[DATA Boundary: Start]

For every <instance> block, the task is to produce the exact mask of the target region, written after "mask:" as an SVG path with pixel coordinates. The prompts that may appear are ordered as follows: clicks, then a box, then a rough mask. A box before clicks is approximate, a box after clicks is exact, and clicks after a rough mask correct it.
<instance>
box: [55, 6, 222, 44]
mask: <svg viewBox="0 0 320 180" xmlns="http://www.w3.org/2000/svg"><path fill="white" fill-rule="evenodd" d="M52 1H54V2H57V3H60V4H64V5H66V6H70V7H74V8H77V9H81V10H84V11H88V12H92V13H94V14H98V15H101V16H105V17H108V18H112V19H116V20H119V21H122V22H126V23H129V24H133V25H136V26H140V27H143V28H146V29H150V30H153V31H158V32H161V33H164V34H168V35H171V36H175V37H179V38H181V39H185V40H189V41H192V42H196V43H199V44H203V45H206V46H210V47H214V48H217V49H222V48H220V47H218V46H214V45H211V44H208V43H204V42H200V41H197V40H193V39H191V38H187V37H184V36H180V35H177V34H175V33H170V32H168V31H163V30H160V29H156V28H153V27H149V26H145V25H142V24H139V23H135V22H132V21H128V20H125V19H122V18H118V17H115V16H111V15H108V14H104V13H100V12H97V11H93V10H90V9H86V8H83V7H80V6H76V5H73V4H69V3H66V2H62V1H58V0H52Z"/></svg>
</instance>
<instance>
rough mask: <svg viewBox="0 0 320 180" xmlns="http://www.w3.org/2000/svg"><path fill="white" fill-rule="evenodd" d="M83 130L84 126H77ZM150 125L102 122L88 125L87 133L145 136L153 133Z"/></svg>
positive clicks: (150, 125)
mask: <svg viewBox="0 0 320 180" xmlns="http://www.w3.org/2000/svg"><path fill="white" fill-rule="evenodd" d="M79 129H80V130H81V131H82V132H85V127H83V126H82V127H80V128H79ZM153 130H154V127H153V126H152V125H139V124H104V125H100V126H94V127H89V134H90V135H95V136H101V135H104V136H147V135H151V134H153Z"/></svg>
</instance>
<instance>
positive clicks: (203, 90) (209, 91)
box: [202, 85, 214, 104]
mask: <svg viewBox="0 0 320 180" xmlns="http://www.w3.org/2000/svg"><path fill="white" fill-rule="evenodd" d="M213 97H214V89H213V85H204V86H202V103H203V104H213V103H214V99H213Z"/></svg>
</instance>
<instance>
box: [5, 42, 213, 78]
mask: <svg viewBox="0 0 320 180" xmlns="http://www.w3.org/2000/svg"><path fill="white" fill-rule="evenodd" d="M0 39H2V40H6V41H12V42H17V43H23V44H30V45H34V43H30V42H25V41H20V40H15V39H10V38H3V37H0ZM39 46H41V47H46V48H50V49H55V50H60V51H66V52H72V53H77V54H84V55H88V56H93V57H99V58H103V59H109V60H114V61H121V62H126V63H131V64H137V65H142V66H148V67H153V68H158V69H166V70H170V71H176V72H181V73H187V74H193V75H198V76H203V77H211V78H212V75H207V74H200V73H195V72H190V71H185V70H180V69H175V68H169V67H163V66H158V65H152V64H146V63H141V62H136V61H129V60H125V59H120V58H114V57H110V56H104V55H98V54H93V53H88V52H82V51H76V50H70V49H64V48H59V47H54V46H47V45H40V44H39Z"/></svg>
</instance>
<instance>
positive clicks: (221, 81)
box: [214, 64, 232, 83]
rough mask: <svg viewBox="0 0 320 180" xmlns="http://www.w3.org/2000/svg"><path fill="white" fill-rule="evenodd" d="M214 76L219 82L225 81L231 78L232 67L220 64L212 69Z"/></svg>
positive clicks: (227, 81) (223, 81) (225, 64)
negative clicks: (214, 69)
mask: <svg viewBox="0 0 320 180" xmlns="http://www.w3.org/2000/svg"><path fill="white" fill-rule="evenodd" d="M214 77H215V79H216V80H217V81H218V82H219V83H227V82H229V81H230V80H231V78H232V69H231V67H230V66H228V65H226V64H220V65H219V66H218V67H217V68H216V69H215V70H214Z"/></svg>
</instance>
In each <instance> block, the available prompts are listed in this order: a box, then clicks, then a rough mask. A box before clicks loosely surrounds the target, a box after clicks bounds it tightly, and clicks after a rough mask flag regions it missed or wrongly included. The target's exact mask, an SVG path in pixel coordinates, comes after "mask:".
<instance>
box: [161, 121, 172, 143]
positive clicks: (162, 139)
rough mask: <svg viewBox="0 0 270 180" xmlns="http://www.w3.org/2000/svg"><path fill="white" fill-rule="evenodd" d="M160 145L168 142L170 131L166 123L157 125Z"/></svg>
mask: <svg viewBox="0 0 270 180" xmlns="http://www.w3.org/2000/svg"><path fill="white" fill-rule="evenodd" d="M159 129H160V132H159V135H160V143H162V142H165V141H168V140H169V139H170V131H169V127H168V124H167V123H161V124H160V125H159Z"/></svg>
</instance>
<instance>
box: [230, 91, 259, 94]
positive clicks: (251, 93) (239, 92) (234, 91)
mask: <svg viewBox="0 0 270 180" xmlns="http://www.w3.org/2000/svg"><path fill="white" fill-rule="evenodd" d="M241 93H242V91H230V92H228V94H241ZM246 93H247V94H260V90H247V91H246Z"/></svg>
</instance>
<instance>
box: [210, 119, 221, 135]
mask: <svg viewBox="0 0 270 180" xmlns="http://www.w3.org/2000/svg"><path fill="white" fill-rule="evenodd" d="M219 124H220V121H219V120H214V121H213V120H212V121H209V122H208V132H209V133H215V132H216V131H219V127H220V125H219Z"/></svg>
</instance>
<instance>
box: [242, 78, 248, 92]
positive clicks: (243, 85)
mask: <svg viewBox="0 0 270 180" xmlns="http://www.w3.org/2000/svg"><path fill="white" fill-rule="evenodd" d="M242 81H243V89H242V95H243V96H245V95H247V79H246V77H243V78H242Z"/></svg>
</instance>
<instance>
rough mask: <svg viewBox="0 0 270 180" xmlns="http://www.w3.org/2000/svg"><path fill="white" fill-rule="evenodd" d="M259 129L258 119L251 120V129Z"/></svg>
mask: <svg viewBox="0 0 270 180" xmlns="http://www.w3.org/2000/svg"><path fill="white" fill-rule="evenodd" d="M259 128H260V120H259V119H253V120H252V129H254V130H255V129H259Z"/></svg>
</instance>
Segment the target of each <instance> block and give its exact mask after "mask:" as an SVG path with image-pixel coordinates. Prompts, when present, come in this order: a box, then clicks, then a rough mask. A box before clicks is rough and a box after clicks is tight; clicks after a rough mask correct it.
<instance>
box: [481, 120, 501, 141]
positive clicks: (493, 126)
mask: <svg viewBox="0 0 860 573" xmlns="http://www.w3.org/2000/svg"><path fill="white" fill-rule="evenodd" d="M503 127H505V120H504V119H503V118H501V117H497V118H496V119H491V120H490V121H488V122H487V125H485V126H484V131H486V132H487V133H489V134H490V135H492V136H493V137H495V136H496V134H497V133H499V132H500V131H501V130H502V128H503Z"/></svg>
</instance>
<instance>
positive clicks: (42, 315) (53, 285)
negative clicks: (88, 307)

[DATA Boundary: End]

◆ **ACTION ITEM**
Repeat each line above exactly as written.

◆ **WORKED SOLUTION**
For every <instance> block, the task is to produce the exact mask of the target region, written after "mask:" as an SVG path with pixel coordinates. The prompts that may appear are ordered as follows: clicks, then a box, then a rough mask. A box before clicks is approximate, a box after clicks is exact, and clicks after a rough mask correct it.
<instance>
box: [55, 6, 222, 44]
mask: <svg viewBox="0 0 320 180" xmlns="http://www.w3.org/2000/svg"><path fill="white" fill-rule="evenodd" d="M52 1H54V2H57V3H60V4H64V5H66V6H70V7H74V8H77V9H81V10H84V11H88V12H92V13H94V14H98V15H101V16H105V17H108V18H112V19H116V20H119V21H122V22H126V23H129V24H133V25H136V26H140V27H143V28H146V29H150V30H153V31H158V32H161V33H164V34H168V35H171V36H175V37H179V38H181V39H185V40H189V41H192V42H196V43H199V44H203V45H206V46H210V47H214V48H217V49H222V48H220V47H218V46H214V45H211V44H208V43H204V42H200V41H197V40H193V39H191V38H187V37H184V36H180V35H177V34H175V33H170V32H168V31H163V30H160V29H156V28H153V27H149V26H145V25H142V24H139V23H135V22H132V21H128V20H125V19H122V18H118V17H115V16H111V15H108V14H104V13H100V12H97V11H93V10H90V9H86V8H83V7H80V6H76V5H73V4H69V3H66V2H62V1H58V0H52Z"/></svg>
</instance>
<instance>
rough mask: <svg viewBox="0 0 320 180" xmlns="http://www.w3.org/2000/svg"><path fill="white" fill-rule="evenodd" d="M83 130L84 126H77ZM150 125L102 122L88 125L87 133L145 136L153 133Z"/></svg>
positive clicks: (150, 125)
mask: <svg viewBox="0 0 320 180" xmlns="http://www.w3.org/2000/svg"><path fill="white" fill-rule="evenodd" d="M79 129H80V130H81V131H82V132H85V127H83V126H82V127H80V128H79ZM153 130H154V127H153V126H152V125H139V124H104V125H100V126H94V127H89V134H90V135H95V136H101V135H104V136H147V135H151V134H153Z"/></svg>
</instance>
<instance>
positive clicks: (203, 90) (209, 91)
box: [202, 85, 214, 104]
mask: <svg viewBox="0 0 320 180" xmlns="http://www.w3.org/2000/svg"><path fill="white" fill-rule="evenodd" d="M213 97H214V89H213V85H204V86H202V103H203V104H213V103H214V99H213Z"/></svg>
</instance>
<instance>
box: [5, 42, 213, 78]
mask: <svg viewBox="0 0 320 180" xmlns="http://www.w3.org/2000/svg"><path fill="white" fill-rule="evenodd" d="M0 39H2V40H6V41H12V42H17V43H23V44H30V45H34V43H30V42H25V41H20V40H15V39H10V38H3V37H0ZM39 46H41V47H46V48H50V49H55V50H60V51H66V52H72V53H77V54H84V55H88V56H93V57H99V58H103V59H109V60H114V61H121V62H126V63H131V64H137V65H142V66H148V67H153V68H158V69H166V70H170V71H176V72H181V73H187V74H193V75H198V76H203V77H211V78H212V75H207V74H200V73H195V72H190V71H185V70H180V69H175V68H169V67H163V66H158V65H152V64H146V63H141V62H136V61H129V60H125V59H120V58H114V57H110V56H104V55H98V54H93V53H88V52H82V51H76V50H70V49H64V48H59V47H54V46H47V45H40V44H39Z"/></svg>
</instance>
<instance>
positive clicks: (221, 81)
box: [214, 64, 232, 83]
rough mask: <svg viewBox="0 0 320 180" xmlns="http://www.w3.org/2000/svg"><path fill="white" fill-rule="evenodd" d="M214 76L219 82L225 81L231 78L232 67L220 64L212 69Z"/></svg>
positive clicks: (227, 81) (223, 81) (225, 64)
negative clicks: (214, 69)
mask: <svg viewBox="0 0 320 180" xmlns="http://www.w3.org/2000/svg"><path fill="white" fill-rule="evenodd" d="M214 77H215V79H216V80H217V81H218V82H219V83H227V82H229V81H230V80H231V78H232V69H231V67H230V66H228V65H226V64H220V65H219V66H218V67H217V68H216V69H215V70H214Z"/></svg>
</instance>
In each <instance> block, the available prompts are listed in this order: a box, then clicks, then a rough mask. A box before clicks loosely surrounds the target, a box after clicks bounds it tightly, and clicks after a rough mask flag regions it missed or wrongly included. The target's exact mask, an SVG path in pixel coordinates, comes after "mask:".
<instance>
box: [161, 121, 172, 143]
positive clicks: (162, 139)
rough mask: <svg viewBox="0 0 270 180" xmlns="http://www.w3.org/2000/svg"><path fill="white" fill-rule="evenodd" d="M160 145L168 142L170 131L166 123L157 125Z"/></svg>
mask: <svg viewBox="0 0 270 180" xmlns="http://www.w3.org/2000/svg"><path fill="white" fill-rule="evenodd" d="M159 129H160V132H159V135H160V143H162V142H165V141H168V140H169V139H170V131H169V127H168V124H167V123H161V124H160V125H159Z"/></svg>
</instance>
<instance>
box: [230, 91, 259, 94]
positive clicks: (251, 93) (239, 92) (234, 91)
mask: <svg viewBox="0 0 270 180" xmlns="http://www.w3.org/2000/svg"><path fill="white" fill-rule="evenodd" d="M241 93H242V91H230V92H228V94H241ZM246 93H247V94H260V90H247V91H246Z"/></svg>
</instance>
<instance>
box: [210, 119, 221, 135]
mask: <svg viewBox="0 0 270 180" xmlns="http://www.w3.org/2000/svg"><path fill="white" fill-rule="evenodd" d="M219 124H220V121H219V120H214V121H213V120H212V121H209V122H208V132H209V133H215V132H216V131H219V127H220V125H219Z"/></svg>
</instance>
<instance>
box: [242, 78, 248, 92]
positive clicks: (243, 85)
mask: <svg viewBox="0 0 270 180" xmlns="http://www.w3.org/2000/svg"><path fill="white" fill-rule="evenodd" d="M242 81H243V89H242V95H243V96H245V95H247V79H246V77H243V78H242Z"/></svg>
</instance>
<instance>
rough mask: <svg viewBox="0 0 270 180" xmlns="http://www.w3.org/2000/svg"><path fill="white" fill-rule="evenodd" d="M259 129L258 119L251 120V129Z"/></svg>
mask: <svg viewBox="0 0 270 180" xmlns="http://www.w3.org/2000/svg"><path fill="white" fill-rule="evenodd" d="M259 128H260V120H259V119H253V120H252V129H254V130H255V129H259Z"/></svg>
</instance>
Segment the target of each <instance> block and give its exact mask after "mask:" as an SVG path with image-pixel coordinates. Prompts, when present, come in this order: a box, then clicks, then a rough mask. A box before clicks is rough and a box after clicks is tight; clicks after a rough mask correct it.
<instance>
box: [481, 120, 501, 141]
positive clicks: (493, 126)
mask: <svg viewBox="0 0 860 573" xmlns="http://www.w3.org/2000/svg"><path fill="white" fill-rule="evenodd" d="M503 127H505V120H504V119H503V118H501V117H497V118H496V119H491V120H490V121H488V122H487V125H485V126H484V131H486V132H487V133H489V134H490V135H492V136H493V137H495V136H496V134H497V133H499V132H500V131H501V130H502V128H503Z"/></svg>
</instance>
<instance>
positive clicks: (42, 315) (53, 285)
negative clicks: (88, 307)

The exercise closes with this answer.